(Provided material)
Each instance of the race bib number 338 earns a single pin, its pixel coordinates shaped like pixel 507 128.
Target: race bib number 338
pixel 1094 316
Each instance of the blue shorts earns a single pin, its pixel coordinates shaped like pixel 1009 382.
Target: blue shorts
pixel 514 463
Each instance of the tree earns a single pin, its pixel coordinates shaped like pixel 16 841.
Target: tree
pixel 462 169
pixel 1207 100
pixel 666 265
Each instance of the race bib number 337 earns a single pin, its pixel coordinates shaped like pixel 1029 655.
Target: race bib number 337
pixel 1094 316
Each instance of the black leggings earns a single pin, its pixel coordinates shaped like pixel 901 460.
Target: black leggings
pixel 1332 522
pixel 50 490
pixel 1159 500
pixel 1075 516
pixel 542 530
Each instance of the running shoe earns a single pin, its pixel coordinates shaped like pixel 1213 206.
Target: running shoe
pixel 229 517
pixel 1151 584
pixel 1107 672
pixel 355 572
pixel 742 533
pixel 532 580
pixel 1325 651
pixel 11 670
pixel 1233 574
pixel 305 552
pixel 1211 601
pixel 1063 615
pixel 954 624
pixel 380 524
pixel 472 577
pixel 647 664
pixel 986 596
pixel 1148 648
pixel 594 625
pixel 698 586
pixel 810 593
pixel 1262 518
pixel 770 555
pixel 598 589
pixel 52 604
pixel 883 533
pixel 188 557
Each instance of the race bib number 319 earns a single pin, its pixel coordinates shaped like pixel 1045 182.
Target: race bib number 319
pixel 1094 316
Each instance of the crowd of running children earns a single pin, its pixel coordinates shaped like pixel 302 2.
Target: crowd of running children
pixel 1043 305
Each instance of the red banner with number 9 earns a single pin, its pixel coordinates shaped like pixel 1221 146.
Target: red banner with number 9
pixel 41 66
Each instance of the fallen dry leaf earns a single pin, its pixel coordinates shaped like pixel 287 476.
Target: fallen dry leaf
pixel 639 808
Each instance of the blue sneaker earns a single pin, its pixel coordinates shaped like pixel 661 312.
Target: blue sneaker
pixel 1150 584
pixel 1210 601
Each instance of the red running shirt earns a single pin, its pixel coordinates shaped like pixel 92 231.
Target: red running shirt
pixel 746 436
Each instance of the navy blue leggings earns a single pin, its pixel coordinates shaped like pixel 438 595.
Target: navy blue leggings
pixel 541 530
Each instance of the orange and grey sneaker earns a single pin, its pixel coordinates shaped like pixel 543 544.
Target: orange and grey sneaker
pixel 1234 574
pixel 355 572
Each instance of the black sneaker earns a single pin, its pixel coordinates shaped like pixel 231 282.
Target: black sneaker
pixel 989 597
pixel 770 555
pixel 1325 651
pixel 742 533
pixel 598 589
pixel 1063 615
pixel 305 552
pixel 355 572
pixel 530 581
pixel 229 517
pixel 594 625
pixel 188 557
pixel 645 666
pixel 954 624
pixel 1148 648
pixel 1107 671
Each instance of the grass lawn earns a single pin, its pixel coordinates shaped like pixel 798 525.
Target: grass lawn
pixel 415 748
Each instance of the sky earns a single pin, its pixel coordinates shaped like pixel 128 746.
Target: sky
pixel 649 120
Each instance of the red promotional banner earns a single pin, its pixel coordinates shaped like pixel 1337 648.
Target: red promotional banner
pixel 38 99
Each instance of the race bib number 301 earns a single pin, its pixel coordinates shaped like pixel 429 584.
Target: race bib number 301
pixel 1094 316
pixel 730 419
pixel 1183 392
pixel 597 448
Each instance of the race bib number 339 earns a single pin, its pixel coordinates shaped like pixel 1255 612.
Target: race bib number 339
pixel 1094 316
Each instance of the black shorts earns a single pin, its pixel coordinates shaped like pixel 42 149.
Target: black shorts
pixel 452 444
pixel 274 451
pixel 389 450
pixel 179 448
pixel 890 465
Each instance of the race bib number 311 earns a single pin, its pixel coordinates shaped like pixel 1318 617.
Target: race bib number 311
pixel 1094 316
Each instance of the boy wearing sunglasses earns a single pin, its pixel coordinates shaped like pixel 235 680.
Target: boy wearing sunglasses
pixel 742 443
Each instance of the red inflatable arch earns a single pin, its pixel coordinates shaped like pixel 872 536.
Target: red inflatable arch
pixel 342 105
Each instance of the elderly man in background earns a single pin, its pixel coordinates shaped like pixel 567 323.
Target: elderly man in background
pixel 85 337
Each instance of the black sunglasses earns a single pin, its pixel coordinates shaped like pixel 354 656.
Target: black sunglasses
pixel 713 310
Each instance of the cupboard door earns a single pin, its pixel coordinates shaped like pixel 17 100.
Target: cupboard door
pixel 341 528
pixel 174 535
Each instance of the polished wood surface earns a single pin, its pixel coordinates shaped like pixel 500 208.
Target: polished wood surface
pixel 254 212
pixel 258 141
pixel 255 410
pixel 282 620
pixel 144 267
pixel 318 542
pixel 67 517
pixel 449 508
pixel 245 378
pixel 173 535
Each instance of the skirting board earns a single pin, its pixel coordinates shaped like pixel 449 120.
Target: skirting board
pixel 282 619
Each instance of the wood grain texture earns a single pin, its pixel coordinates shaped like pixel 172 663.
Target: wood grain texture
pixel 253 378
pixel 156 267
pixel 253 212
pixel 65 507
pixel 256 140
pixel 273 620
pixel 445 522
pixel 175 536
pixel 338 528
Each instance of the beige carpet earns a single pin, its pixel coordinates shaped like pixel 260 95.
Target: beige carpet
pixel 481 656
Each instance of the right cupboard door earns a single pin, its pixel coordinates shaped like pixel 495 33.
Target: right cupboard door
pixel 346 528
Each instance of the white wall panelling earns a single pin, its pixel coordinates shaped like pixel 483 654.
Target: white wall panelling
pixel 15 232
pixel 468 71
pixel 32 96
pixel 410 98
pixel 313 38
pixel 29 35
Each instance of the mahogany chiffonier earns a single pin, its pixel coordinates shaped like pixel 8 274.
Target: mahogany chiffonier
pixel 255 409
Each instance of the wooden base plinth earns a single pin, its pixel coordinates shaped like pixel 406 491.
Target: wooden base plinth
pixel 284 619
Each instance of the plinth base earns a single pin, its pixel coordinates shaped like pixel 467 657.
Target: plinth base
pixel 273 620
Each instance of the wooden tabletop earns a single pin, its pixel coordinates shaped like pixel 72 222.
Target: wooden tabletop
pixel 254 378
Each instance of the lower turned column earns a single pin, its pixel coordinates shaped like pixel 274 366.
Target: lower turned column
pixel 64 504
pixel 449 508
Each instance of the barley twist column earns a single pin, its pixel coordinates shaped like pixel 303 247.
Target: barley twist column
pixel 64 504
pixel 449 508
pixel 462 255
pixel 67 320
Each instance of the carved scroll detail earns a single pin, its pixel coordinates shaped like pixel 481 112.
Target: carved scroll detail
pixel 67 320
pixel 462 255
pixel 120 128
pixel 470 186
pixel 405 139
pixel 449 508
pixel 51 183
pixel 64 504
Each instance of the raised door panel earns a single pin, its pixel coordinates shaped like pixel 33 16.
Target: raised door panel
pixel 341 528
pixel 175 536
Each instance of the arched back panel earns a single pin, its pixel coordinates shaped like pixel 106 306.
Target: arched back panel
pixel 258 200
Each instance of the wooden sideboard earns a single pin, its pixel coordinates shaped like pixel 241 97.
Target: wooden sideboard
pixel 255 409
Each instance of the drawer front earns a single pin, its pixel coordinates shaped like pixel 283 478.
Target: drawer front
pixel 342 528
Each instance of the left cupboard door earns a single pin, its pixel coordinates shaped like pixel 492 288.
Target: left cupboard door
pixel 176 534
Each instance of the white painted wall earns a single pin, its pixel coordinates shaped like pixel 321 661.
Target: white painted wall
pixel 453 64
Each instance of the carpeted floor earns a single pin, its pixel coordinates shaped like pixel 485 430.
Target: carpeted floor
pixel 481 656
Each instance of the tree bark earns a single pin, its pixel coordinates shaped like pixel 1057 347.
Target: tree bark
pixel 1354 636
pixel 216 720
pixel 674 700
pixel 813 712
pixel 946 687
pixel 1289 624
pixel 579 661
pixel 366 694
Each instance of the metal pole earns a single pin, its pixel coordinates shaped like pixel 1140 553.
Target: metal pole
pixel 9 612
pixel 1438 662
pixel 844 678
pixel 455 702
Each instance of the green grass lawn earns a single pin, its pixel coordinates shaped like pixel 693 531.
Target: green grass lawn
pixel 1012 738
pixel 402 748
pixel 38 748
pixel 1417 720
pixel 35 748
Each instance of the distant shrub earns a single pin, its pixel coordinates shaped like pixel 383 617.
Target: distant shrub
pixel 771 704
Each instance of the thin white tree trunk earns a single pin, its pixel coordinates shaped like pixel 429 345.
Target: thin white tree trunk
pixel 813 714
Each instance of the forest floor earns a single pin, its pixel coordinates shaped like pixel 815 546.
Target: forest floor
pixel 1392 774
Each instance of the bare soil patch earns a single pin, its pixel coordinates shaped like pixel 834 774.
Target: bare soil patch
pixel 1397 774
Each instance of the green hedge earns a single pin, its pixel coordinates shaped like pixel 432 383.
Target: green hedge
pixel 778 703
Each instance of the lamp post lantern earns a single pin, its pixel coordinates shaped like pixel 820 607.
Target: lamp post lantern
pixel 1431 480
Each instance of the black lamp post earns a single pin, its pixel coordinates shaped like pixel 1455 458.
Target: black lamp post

(Task goal) In the material above, locate the line containing "Target: lower turned column" and the line containing "Each instance of the carved". Transcribe exactly those two lines and every line between them, and nothing more.

(Task answer)
Target: lower turned column
pixel 64 504
pixel 449 508
Each instance of the barley twist column earns a single pin, its pixel coordinates shaped like pixel 303 247.
Target: barley twist column
pixel 64 504
pixel 449 508
pixel 462 255
pixel 67 320
Each instance of the carved scroll detail earns a single pin, its pixel coordinates shaped like pixel 481 112.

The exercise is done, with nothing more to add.